• _Text section_:
● ● ● ●
Title: Siluro-Devonian Strata in Central Kansas

Author(s): Hall Taylor (2)

Abstract:

The Siluro-Devonian Misener sandstone and underlying Hunton limestone are extensive in the subsurface section of central Kansas. They are only approximately equivalent in age to similarly named formations in the Oklahoma surface section.

The Misener is a shale and limestone-bearing sand which varies in thickness, and is missing in places. Its impure lithology, irregular distribution, and direct superposition upon both Ordovician and Siluro-Devonian rocks indicate formation during widespread pre-Mississippian erosion intervals.

In north-central Kansas the Hunton is primarily a dolomitic limestone. In a southwesterly direction it thins from several hundred feet to zero. Correlations based on chert lithologies indicate that lower Hunton beds disappear toward the southwest because of overlap in that direction, middle Hunton strata are the most extensive, and upper Hunton beds thin and disappear toward the southwest because of erosion, coupled with offlap toward the northeast. Most of the beds are regarded as Silurian, with Devonian present only in the northeastern part of the area, but fossil evidence is scant, and lithologic breaks are obscure.
● ● ● ●
• _Dataset content_:
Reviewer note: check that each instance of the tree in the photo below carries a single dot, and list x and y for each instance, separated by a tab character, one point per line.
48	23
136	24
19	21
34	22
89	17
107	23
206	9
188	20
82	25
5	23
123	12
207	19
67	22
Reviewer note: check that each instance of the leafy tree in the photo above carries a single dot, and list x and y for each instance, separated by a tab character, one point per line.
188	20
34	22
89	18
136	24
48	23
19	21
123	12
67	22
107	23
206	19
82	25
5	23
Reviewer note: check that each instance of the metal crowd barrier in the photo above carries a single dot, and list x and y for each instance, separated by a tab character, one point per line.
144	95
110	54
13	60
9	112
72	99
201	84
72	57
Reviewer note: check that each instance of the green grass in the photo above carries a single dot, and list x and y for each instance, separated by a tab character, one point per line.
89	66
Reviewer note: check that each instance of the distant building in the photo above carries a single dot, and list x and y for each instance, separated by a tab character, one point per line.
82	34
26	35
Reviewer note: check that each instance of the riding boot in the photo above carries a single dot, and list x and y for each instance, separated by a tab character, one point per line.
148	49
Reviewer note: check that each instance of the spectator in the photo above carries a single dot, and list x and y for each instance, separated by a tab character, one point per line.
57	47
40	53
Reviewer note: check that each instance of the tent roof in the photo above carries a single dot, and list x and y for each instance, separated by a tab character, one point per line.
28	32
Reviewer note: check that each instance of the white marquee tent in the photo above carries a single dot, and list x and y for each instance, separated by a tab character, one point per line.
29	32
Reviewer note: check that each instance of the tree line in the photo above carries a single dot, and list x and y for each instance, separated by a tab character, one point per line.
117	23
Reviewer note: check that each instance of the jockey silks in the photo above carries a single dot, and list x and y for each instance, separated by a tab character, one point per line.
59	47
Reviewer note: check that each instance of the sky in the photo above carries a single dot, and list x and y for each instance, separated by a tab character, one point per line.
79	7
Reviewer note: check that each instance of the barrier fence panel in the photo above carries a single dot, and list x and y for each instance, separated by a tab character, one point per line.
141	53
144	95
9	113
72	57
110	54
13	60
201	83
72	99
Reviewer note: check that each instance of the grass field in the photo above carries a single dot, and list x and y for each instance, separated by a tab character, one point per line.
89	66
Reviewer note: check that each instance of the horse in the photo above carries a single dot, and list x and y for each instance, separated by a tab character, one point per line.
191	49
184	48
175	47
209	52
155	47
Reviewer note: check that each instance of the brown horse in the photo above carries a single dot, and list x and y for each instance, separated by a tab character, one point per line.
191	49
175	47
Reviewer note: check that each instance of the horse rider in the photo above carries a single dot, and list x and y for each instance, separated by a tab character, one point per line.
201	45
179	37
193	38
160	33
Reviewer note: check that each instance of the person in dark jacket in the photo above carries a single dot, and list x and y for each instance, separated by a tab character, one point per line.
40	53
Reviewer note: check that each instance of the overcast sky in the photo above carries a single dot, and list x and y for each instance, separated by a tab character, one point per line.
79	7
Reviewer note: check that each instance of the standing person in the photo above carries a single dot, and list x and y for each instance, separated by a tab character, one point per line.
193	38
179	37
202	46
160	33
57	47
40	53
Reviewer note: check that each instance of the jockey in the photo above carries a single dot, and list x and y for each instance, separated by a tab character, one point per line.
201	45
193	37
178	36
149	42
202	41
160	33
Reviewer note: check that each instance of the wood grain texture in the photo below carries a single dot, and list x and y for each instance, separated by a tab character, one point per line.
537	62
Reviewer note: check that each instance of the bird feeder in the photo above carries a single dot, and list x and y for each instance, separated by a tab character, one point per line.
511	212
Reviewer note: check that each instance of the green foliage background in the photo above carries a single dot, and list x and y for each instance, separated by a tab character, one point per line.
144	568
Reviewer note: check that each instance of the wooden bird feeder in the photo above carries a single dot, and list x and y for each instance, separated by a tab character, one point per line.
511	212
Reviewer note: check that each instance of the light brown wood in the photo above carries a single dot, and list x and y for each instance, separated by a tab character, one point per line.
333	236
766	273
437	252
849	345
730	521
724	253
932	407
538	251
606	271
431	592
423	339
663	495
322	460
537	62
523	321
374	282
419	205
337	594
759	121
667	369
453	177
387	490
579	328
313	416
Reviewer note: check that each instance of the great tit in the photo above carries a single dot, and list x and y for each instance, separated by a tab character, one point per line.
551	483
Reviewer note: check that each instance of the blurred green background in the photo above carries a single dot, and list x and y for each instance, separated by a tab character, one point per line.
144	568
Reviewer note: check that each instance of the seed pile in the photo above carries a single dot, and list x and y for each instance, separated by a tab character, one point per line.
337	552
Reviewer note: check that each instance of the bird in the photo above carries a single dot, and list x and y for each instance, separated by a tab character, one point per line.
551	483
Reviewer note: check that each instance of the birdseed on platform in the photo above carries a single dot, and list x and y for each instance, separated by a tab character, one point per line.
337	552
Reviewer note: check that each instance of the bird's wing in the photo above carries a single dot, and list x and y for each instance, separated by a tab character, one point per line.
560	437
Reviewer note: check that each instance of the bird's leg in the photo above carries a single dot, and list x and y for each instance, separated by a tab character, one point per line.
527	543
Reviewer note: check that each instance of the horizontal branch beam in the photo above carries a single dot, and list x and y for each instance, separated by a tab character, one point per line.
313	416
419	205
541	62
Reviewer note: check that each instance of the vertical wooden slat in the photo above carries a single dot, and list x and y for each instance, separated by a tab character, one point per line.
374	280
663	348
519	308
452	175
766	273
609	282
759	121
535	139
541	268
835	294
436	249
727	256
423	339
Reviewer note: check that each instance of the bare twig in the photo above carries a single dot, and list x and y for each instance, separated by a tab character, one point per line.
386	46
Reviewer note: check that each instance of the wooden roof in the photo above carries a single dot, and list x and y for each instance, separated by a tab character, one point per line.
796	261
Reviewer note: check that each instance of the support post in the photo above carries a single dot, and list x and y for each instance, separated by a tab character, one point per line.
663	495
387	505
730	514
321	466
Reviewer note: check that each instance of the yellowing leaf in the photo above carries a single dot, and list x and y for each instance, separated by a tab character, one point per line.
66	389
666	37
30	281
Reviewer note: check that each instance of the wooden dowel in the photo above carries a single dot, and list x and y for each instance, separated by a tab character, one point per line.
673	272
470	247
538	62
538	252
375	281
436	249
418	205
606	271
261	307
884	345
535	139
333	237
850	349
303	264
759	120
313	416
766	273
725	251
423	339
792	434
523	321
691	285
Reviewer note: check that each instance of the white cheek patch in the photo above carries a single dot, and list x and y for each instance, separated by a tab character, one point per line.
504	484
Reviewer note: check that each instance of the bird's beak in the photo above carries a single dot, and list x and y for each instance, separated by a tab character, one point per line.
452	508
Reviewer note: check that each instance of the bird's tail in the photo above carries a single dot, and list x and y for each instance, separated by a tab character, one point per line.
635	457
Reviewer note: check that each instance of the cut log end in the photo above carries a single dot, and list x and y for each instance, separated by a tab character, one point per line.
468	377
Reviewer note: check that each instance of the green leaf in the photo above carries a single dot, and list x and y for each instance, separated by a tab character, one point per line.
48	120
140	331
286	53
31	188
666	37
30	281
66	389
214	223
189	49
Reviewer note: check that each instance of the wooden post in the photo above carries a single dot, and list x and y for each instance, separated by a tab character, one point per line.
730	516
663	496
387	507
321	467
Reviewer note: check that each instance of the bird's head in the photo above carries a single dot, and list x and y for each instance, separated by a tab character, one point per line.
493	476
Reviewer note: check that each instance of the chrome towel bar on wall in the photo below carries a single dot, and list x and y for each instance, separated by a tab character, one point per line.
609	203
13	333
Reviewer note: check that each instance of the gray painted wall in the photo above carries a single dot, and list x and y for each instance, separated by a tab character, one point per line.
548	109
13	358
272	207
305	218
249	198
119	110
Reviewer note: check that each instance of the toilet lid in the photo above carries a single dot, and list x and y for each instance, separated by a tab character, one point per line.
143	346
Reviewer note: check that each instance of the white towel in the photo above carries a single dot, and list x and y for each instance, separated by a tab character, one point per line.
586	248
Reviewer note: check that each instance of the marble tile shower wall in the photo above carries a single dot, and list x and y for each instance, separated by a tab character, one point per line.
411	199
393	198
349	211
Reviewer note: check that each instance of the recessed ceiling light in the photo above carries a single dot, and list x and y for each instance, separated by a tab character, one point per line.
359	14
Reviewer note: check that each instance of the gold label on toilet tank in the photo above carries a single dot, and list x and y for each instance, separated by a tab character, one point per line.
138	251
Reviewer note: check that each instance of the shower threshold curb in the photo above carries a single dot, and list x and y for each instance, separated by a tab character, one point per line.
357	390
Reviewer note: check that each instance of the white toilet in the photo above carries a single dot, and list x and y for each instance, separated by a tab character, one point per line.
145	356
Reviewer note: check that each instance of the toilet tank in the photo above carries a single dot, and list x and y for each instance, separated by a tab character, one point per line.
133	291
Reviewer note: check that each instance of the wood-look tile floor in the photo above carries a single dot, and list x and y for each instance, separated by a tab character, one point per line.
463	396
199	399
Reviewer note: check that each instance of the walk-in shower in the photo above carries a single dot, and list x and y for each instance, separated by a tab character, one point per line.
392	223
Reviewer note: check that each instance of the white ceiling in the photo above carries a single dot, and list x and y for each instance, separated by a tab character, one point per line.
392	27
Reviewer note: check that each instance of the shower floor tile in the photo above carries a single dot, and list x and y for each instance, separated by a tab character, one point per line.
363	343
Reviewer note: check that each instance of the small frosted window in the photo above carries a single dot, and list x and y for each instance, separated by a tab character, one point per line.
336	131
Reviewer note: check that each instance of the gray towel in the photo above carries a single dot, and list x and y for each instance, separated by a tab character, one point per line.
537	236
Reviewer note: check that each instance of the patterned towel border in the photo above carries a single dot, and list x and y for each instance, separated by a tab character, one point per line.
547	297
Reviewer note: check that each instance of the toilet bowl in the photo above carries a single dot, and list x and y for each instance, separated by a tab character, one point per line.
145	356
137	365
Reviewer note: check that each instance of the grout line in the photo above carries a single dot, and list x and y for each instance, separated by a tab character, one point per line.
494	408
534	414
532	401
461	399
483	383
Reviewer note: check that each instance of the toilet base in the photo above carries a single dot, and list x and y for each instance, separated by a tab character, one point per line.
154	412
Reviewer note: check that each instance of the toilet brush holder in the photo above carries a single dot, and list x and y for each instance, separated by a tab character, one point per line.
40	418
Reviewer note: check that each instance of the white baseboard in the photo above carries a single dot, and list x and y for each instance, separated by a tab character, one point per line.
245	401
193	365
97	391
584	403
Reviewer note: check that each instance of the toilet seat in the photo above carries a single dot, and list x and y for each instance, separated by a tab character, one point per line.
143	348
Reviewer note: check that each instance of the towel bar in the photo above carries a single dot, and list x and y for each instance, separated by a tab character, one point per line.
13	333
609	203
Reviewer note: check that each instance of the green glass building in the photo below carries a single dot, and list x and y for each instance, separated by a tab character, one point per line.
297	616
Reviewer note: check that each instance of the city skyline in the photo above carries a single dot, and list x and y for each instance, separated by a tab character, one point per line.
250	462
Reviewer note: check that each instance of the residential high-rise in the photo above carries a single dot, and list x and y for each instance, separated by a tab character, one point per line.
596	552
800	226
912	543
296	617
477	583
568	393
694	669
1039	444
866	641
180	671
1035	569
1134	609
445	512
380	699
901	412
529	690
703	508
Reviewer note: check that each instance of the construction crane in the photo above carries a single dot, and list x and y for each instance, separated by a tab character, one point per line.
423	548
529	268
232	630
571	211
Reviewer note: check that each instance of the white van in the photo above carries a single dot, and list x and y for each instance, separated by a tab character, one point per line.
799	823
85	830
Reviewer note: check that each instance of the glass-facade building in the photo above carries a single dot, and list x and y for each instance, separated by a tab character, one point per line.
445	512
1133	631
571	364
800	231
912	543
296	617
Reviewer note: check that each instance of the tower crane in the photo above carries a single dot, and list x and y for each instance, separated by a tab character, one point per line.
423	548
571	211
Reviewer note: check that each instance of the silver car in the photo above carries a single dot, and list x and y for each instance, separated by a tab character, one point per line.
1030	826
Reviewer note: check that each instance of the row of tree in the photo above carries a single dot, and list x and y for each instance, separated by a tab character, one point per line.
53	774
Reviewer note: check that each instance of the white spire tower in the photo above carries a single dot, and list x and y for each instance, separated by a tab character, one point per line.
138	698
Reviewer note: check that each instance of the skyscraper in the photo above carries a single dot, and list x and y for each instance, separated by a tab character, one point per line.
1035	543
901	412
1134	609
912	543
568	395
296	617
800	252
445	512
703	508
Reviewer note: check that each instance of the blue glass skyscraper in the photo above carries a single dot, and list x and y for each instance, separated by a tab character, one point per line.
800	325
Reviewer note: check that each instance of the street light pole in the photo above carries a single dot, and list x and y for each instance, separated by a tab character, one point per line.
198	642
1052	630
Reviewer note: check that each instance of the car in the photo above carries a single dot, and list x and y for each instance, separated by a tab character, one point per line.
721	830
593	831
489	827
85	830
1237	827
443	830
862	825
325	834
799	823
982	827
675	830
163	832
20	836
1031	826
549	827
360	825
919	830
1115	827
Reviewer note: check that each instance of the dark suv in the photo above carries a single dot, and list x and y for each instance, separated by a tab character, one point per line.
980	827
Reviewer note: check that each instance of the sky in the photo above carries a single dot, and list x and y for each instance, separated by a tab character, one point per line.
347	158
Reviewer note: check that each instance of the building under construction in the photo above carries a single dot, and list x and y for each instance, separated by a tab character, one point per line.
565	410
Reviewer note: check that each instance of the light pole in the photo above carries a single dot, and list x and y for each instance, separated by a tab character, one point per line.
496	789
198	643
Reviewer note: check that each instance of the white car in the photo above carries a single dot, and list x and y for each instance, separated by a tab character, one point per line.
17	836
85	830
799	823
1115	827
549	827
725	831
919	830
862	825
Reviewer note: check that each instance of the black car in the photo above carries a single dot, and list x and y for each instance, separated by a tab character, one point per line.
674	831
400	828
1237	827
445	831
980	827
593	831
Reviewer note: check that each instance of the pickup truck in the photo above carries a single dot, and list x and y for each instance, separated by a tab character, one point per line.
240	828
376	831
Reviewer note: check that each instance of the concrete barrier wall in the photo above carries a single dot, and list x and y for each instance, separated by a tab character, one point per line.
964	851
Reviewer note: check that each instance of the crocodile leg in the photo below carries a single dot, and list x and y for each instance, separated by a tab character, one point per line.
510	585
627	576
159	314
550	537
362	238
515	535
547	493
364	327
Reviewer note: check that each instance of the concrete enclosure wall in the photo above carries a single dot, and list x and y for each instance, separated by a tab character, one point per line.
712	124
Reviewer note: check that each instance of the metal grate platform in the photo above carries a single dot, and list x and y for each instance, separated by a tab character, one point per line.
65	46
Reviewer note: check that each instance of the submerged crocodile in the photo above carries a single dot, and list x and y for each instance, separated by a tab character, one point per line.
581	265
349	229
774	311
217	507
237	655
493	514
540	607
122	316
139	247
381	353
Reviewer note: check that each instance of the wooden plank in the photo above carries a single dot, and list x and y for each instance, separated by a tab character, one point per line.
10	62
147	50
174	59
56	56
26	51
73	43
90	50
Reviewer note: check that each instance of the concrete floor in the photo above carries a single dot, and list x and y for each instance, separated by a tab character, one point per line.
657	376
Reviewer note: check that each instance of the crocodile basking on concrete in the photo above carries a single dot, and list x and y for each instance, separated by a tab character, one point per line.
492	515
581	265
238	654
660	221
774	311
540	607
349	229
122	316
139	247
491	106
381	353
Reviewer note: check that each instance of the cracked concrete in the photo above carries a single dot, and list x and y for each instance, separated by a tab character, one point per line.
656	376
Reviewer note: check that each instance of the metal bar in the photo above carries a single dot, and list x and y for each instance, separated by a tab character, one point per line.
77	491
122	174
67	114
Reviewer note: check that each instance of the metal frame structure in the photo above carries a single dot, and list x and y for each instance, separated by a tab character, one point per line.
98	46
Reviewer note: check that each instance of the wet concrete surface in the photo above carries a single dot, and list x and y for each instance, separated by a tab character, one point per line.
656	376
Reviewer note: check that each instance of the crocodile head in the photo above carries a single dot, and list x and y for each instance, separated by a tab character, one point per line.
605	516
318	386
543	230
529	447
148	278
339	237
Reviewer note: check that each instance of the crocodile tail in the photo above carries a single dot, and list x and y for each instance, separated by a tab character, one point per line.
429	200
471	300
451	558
● ● ● ●
• _Stated task_: Rewrite the paragraph of the Kansas strata abstract that begins "In north-central Kansas the Hunton" as a short bulleted list that keeps its main facts.

• _Exercise result_:
- In north-central Kansas, the Hunton is mainly a dolomitic limestone.
- It thins toward the southwest from several hundred feet to zero.
- Chert-based correlations show that:
  - lower Hunton beds disappear to the southwest because of overlap,
  - middle Hunton strata are the most extensive,
  - upper Hunton beds thin and disappear to the southwest because of erosion combined with offlap toward the northeast.
- Most beds are considered Silurian; Devonian occurs only in the northeastern part of the area.
- Fossil evidence is scant, and lithologic breaks are obscure.